(What the task requires)
Reproduce every row below verbatim, line for line.

------------------------------------

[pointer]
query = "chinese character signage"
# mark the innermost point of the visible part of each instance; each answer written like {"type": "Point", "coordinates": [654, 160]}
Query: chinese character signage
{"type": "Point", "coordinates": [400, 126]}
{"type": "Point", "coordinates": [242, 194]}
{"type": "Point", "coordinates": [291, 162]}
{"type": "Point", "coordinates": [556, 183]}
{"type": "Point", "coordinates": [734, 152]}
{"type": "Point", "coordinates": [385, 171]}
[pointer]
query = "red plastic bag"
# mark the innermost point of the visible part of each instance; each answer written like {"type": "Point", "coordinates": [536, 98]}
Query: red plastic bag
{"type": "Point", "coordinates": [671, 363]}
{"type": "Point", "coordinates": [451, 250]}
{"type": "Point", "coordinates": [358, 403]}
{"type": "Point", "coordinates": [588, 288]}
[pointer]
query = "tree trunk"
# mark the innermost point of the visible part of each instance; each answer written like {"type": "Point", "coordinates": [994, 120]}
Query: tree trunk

------------------------------------

(Exercise response)
[pointer]
query = "chinese character signage"
# mark the innermost point of the visible part of each instance; each answer written like {"type": "Point", "coordinates": [654, 160]}
Query: chinese character signage
{"type": "Point", "coordinates": [400, 126]}
{"type": "Point", "coordinates": [242, 194]}
{"type": "Point", "coordinates": [291, 162]}
{"type": "Point", "coordinates": [556, 183]}
{"type": "Point", "coordinates": [734, 152]}
{"type": "Point", "coordinates": [385, 171]}
[pointer]
query = "red plastic bag"
# mark the innermost point of the visible part of each instance; each answer written like {"type": "Point", "coordinates": [536, 98]}
Query: red plastic bag
{"type": "Point", "coordinates": [671, 363]}
{"type": "Point", "coordinates": [451, 250]}
{"type": "Point", "coordinates": [358, 403]}
{"type": "Point", "coordinates": [588, 288]}
[pointer]
query = "tree trunk"
# mark the innermost point of the visible part of each instance; each answer written like {"type": "Point", "coordinates": [994, 120]}
Query: tree trunk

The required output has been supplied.